■ **Action item**
Give back each line of the data exactly.

■ **Dataset entries**
[Start of Attachment]
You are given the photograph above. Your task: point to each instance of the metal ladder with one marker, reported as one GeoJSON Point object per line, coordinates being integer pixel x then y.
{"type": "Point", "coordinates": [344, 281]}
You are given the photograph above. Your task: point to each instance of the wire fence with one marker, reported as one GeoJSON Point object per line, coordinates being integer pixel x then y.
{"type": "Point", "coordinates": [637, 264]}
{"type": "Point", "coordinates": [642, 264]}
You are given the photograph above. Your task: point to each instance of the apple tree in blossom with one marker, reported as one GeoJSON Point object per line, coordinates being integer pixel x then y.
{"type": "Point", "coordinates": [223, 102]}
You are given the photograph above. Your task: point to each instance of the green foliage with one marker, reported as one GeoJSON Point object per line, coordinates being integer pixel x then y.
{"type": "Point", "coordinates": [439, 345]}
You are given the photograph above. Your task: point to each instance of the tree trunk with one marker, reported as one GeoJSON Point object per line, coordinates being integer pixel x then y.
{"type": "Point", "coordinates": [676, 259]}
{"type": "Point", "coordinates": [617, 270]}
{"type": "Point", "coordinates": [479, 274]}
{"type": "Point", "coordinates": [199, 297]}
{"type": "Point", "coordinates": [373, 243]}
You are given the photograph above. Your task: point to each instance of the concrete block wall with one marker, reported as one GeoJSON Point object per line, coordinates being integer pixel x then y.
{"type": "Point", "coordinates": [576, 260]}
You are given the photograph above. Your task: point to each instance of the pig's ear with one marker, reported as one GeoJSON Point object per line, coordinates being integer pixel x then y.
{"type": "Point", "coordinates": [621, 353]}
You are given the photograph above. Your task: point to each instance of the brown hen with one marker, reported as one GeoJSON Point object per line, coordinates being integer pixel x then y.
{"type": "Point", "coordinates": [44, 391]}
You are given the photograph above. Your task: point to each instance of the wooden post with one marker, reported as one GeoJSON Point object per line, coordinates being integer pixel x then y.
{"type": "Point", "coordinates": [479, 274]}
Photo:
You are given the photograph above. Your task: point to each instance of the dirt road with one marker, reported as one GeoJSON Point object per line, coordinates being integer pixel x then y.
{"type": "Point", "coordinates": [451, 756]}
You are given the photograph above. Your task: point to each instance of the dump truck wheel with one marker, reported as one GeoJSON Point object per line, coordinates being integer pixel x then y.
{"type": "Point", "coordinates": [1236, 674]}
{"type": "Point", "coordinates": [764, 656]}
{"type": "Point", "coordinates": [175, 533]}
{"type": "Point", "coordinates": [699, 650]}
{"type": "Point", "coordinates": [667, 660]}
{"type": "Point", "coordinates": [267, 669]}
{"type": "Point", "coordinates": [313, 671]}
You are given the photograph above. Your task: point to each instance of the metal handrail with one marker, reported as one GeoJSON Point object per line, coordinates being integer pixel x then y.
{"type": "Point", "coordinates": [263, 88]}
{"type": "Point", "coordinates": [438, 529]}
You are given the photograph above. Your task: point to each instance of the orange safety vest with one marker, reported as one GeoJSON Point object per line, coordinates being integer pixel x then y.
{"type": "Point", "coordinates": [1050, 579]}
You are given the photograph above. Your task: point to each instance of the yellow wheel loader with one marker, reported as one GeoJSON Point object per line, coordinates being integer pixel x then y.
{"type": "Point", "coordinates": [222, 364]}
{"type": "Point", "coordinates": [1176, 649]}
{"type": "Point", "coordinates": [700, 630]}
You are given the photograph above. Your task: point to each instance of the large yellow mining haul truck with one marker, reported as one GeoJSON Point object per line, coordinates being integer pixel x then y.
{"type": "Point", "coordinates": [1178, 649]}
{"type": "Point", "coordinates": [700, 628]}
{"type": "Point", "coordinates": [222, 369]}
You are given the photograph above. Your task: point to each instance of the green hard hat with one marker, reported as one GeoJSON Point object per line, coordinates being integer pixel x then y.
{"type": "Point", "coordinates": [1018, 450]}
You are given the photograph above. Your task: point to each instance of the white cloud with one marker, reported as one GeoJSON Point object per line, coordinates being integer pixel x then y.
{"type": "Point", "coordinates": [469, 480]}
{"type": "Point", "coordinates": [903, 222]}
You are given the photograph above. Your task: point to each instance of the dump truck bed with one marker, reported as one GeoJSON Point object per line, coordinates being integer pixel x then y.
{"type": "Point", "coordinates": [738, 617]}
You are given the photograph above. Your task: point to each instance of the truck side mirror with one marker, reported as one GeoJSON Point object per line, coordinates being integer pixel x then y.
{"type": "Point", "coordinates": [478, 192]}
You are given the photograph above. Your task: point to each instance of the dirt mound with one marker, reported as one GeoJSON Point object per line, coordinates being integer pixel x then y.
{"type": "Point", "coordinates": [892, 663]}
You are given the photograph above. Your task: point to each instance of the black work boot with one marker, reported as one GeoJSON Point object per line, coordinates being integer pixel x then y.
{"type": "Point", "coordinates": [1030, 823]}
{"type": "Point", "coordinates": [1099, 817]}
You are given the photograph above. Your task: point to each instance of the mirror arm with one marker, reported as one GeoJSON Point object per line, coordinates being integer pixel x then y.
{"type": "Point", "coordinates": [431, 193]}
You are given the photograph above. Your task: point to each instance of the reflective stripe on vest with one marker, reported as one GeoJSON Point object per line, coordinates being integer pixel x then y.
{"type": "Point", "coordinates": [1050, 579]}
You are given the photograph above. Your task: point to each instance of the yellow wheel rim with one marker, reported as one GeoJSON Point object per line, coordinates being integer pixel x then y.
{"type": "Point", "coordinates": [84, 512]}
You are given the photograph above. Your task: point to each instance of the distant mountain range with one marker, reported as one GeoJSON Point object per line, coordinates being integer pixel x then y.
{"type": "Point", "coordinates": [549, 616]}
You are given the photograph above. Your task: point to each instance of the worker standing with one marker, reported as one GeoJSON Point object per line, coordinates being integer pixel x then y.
[End of Attachment]
■ **Completed exercise**
You are given the photograph above. Your task: point to each instance of the metal ladder with one marker, reported as one GeoJSON Point object per line, coordinates being integer pixel x then y.
{"type": "Point", "coordinates": [344, 281]}
You are given the photograph above. Your task: point to each instance of the wire fence with one marker, reported as one GeoJSON Point object per line, coordinates being integer pixel x then y.
{"type": "Point", "coordinates": [637, 264]}
{"type": "Point", "coordinates": [642, 264]}
You are given the photograph above. Your task: point to each instance of the apple tree in blossom with one marker, reported as one GeoJSON Point object per line, coordinates being integer pixel x then y.
{"type": "Point", "coordinates": [223, 102]}
You are given the photograph above. Your task: point to each instance of the green foliage with one marker, reported as one GeoJSON Point object per line, coordinates being integer pixel x then y.
{"type": "Point", "coordinates": [439, 345]}
You are given the photograph above. Your task: point to each instance of the tree trunk with one marker, reported as one GeoJSON Point object per line, coordinates being integer pixel x then y.
{"type": "Point", "coordinates": [676, 259]}
{"type": "Point", "coordinates": [617, 270]}
{"type": "Point", "coordinates": [479, 274]}
{"type": "Point", "coordinates": [199, 297]}
{"type": "Point", "coordinates": [373, 243]}
You are given the photograph above. Your task: point to each instance of the concrete block wall with one marker, reported as one GeoJSON Point object per line, coordinates being integer pixel x then y.
{"type": "Point", "coordinates": [576, 260]}
You are given the photograph above. Your task: point to each instance of the pig's ear with one marker, reported as one GeoJSON Point object per line, coordinates being integer pixel x then y.
{"type": "Point", "coordinates": [621, 353]}
You are given the photograph above. Your task: point to each instance of the brown hen with one marker, reported as one GeoJSON Point object per line, coordinates being integer pixel x then y.
{"type": "Point", "coordinates": [44, 391]}
You are given the photograph above. Your task: point to each instance of the wooden post with one marker, reported as one GeoJSON Point object per line, coordinates being integer pixel x then y.
{"type": "Point", "coordinates": [479, 274]}
Photo:
You are given the photograph above. Your task: point to each instance of the dirt road with one marker, reported as one GeoJSON Point object per line, coordinates being integer pixel x then y.
{"type": "Point", "coordinates": [451, 756]}
You are given the photograph above. Your task: point to each instance of the dump truck wheel with one marker, reported as one GeoJSON Point object per line, coordinates being integer pixel x then y.
{"type": "Point", "coordinates": [1236, 674]}
{"type": "Point", "coordinates": [764, 656]}
{"type": "Point", "coordinates": [175, 533]}
{"type": "Point", "coordinates": [699, 650]}
{"type": "Point", "coordinates": [667, 660]}
{"type": "Point", "coordinates": [267, 669]}
{"type": "Point", "coordinates": [313, 671]}
You are given the photograph above. Your task: point to each instance of the metal handrail with one marker, reported as one GeoJSON Point object per line, coordinates being integer pixel x then y.
{"type": "Point", "coordinates": [263, 88]}
{"type": "Point", "coordinates": [438, 529]}
You are given the photograph above. Your task: point to each instance of the orange safety vest with one marker, reported as one GeoJSON Point object per line, coordinates being integer pixel x then y.
{"type": "Point", "coordinates": [1050, 579]}
You are given the photograph above. Your task: point to each instance of the yellow wheel loader with one marker, reported as one GeoJSON Point object per line, coordinates being integer pixel x then y.
{"type": "Point", "coordinates": [222, 364]}
{"type": "Point", "coordinates": [1176, 649]}
{"type": "Point", "coordinates": [700, 630]}
You are given the photograph above. Your task: point to each instance of the large yellow mining haul truck with one marker, reported as one GeoJSON Point object per line, coordinates being integer pixel x then y.
{"type": "Point", "coordinates": [1178, 649]}
{"type": "Point", "coordinates": [700, 628]}
{"type": "Point", "coordinates": [222, 369]}
You are given the photograph above. Your task: point to each instance of the green hard hat with one marker, reported as one GeoJSON Point object per line, coordinates being integer pixel x then y.
{"type": "Point", "coordinates": [1018, 450]}
You are given the photograph above. Your task: point to each instance of the white cloud with one marker, reported as one GeoJSON Point object per line, coordinates being integer pixel x then y.
{"type": "Point", "coordinates": [469, 480]}
{"type": "Point", "coordinates": [903, 222]}
You are given the photograph above. Your task: point to each instance of the dump truck bed with one marker, reported as one GeoJSON Point object per line, coordinates being integer pixel x then y.
{"type": "Point", "coordinates": [738, 617]}
You are given the photograph above. Your task: point to each instance of the truck side mirror with one marker, reported as one GeoJSON Point object per line, coordinates being integer pixel x then y.
{"type": "Point", "coordinates": [478, 192]}
You are given the photograph above. Your task: point to each instance of the dirt mound with one marker, reported as one GeoJSON Point object per line, coordinates being integer pixel x then y.
{"type": "Point", "coordinates": [892, 663]}
You are given the photograph above. Your task: point to each instance of the black work boot with one marker, reported as one GeoJSON Point object per line, coordinates being integer pixel x then y.
{"type": "Point", "coordinates": [1030, 823]}
{"type": "Point", "coordinates": [1099, 817]}
You are given the photograph above. Your task: point to each instance of the mirror arm with one marker, reported as one GeoJSON Point object per line, coordinates being integer pixel x then y.
{"type": "Point", "coordinates": [431, 193]}
You are given the photograph above. Your task: point to each instance of the reflective stripe on vest with one marker, reported as one GeoJSON Point object per line, coordinates being integer pixel x then y.
{"type": "Point", "coordinates": [1050, 579]}
You are given the photograph above. Your task: point to each instance of the yellow wheel rim with one marker, reported as one GeoJSON Point object per line, coordinates being integer pixel x then y.
{"type": "Point", "coordinates": [84, 512]}
You are given the photograph above. Your task: point to each instance of the distant mountain range with one marker, reported as one GeoJSON Point object per line, coordinates being integer pixel x then y.
{"type": "Point", "coordinates": [549, 616]}
You are given the photograph above. Your task: point to each instance of the worker standing with one marker, reported as one GeoJSON Point object per line, coordinates being integer pixel x then y.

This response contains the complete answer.